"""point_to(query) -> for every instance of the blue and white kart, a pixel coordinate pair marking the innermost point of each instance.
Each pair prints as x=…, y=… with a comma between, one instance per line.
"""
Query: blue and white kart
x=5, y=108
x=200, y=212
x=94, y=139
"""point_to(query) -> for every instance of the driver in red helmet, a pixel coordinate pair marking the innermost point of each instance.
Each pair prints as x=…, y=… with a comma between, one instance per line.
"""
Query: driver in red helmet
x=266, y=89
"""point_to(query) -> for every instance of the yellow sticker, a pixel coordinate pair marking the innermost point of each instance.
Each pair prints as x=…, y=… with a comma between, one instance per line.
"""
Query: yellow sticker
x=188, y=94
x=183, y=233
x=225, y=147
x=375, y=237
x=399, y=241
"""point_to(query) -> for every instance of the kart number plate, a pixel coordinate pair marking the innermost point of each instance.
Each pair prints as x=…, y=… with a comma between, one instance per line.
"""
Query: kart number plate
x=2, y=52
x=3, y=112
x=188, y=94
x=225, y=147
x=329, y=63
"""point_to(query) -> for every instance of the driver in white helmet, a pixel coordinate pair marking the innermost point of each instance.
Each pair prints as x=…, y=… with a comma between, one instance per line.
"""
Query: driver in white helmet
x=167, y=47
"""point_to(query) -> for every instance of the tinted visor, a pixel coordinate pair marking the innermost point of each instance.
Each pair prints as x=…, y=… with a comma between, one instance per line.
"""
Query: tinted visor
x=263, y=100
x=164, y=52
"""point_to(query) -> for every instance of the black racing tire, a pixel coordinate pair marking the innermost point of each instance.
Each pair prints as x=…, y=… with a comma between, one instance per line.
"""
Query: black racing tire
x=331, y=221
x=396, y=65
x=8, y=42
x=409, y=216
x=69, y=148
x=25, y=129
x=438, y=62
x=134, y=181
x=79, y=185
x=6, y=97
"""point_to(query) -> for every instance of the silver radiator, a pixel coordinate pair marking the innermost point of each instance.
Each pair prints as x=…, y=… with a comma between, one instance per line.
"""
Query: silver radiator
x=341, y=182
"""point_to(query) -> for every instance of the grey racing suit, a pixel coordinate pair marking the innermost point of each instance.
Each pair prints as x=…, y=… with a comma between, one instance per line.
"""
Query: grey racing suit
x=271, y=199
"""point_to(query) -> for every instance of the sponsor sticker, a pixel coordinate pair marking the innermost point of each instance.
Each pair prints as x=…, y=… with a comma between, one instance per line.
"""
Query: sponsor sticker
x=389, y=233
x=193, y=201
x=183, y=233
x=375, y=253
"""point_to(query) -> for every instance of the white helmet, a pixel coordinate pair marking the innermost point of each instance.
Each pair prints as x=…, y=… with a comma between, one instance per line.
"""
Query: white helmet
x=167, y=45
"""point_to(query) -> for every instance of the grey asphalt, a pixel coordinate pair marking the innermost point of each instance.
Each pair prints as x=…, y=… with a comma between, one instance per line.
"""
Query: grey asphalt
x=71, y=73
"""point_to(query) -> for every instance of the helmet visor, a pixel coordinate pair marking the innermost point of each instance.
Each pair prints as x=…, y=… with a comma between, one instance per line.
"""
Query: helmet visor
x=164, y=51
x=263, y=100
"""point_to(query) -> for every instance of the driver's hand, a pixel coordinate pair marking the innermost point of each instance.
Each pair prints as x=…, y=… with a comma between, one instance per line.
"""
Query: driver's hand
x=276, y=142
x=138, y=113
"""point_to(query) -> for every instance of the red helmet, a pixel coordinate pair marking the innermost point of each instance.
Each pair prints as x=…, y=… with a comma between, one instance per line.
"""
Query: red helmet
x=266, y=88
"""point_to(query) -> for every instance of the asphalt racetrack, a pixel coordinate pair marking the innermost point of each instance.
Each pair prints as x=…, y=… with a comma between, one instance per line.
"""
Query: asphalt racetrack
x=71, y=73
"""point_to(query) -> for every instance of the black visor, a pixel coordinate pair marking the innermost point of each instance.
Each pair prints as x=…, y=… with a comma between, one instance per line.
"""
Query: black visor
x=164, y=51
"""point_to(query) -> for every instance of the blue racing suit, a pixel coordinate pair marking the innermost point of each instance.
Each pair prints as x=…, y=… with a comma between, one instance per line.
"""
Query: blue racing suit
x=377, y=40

□ □ □

Copy out all of the material above line for line, without changing a single character.

EXERCISE ANSWER:
"""point_to(query) -> for every instance of the blue and white kart, a pixel coordinate pair marking the innermost point of each instance.
Each pair prints as x=…, y=… with a comma between, one instance per line.
"""
Query: blue and white kart
x=5, y=108
x=200, y=212
x=94, y=139
"""point_to(query) -> for every instance of the driver in red helmet, a pixel coordinate pair marking the innermost point of each instance.
Each pair prints as x=…, y=… with a comma between, one instance per line.
"""
Query: driver in red helmet
x=266, y=89
"""point_to(query) -> for every instance of the yellow sticker, a pixel coordinate pair marking the innermost point of each instance.
Each pair prints as x=…, y=… with a comma between, one instance per line.
"""
Query: yellow sticker
x=188, y=94
x=183, y=233
x=225, y=147
x=375, y=237
x=399, y=241
"""point_to(query) -> for every instance of the kart number plate, a pixel coordinate pair marking the innermost point of each instance.
Each pair prints as x=…, y=… with a comma between, one instance per line.
"""
Query: kart number plate
x=2, y=52
x=3, y=112
x=188, y=94
x=225, y=147
x=329, y=63
"""point_to(query) -> for every instance of the driver in white helmet, a pixel coordinate pair marking the innermost point of each instance.
Each pair prints as x=…, y=… with a comma between, one instance per line.
"""
Query: driver in white helmet
x=167, y=47
"""point_to(query) -> for every instance of the tinted visor, a pixel coordinate pair marking the innermost point of each instance.
Each pair prints as x=…, y=… with a comma between, one instance per line.
"""
Query: tinted visor
x=263, y=100
x=164, y=52
"""point_to(query) -> for every instance of the black racing tire, a pixel coordinate pair marking the innermost point of each instance.
Each pair prints as x=…, y=… with a comma between, one instance per line.
"""
Query: black racing tire
x=331, y=221
x=396, y=65
x=8, y=42
x=409, y=216
x=69, y=148
x=25, y=129
x=438, y=62
x=134, y=181
x=79, y=185
x=6, y=97
"""point_to(query) -> for every instance of the silver radiator, a pixel coordinate pair marking the innermost point of each instance.
Each pair prints as x=…, y=… with a comma between, one instance per line.
"""
Query: silver radiator
x=341, y=182
"""point_to(query) -> for every instance of the grey racing suit, a pixel coordinate pair marking the innermost point of each instance.
Each pair prints as x=…, y=… with a comma between, one instance per line.
"""
Query: grey racing suit
x=271, y=199
"""point_to(query) -> for every instance of the sponsor sticker, a pixel coordinate pair marking the innermost point of each instance.
Each pair prints as x=…, y=… with a comma between, one instance per line.
"""
Query: sponsor sticker
x=389, y=233
x=193, y=201
x=183, y=233
x=375, y=253
"""point_to(query) -> for every instance of the white helmet, a pixel coordinate pair marking the innermost point of each instance.
Each pair prints as x=…, y=… with a comma between, one instance per line.
"""
Query: white helmet
x=167, y=45
"""point_to(query) -> for every instance of the grey asphalt, a pixel coordinate pair marking the innermost point of each instance.
Each pair prints as x=…, y=… with a comma between, one instance per line.
"""
Query: grey asphalt
x=71, y=73
"""point_to(query) -> for every instance of the helmet visor, a pixel coordinate pair marking the innermost point of each instance.
Each pair prints as x=…, y=… with a comma between, one instance per line.
"""
Query: helmet visor
x=164, y=51
x=263, y=100
"""point_to(query) -> for every instance of the driver's hand, a pixel coordinate pair marking the innermost point of each instance.
Each pair prints as x=…, y=… with a comma between, one instance per line.
"""
Query: driver's hand
x=276, y=142
x=138, y=113
"""point_to(query) -> for every instance of the red helmet, a pixel coordinate pair marking the innermost point of each instance.
Each pair prints as x=…, y=… with a comma between, one instance per line.
"""
Query: red helmet
x=266, y=88
"""point_to(query) -> for every instance of the asphalt racetrack, a pixel coordinate pair marking the innermost point of each instance.
Each pair prints as x=…, y=… with a comma between, one instance per line.
"""
Query: asphalt racetrack
x=71, y=73
"""point_to(query) -> for every instance of the black visor, a pixel coordinate pair marking the innermost point of each instance.
Each pair prints as x=…, y=… with a comma between, one instance per line.
"""
Query: black visor
x=164, y=51
"""point_to(query) -> for every instance of the blue racing suit, a pixel coordinate pair marking the innermost point of each instance.
Each pair prints as x=…, y=… with a comma between, one instance per line.
"""
Query: blue racing suit
x=377, y=40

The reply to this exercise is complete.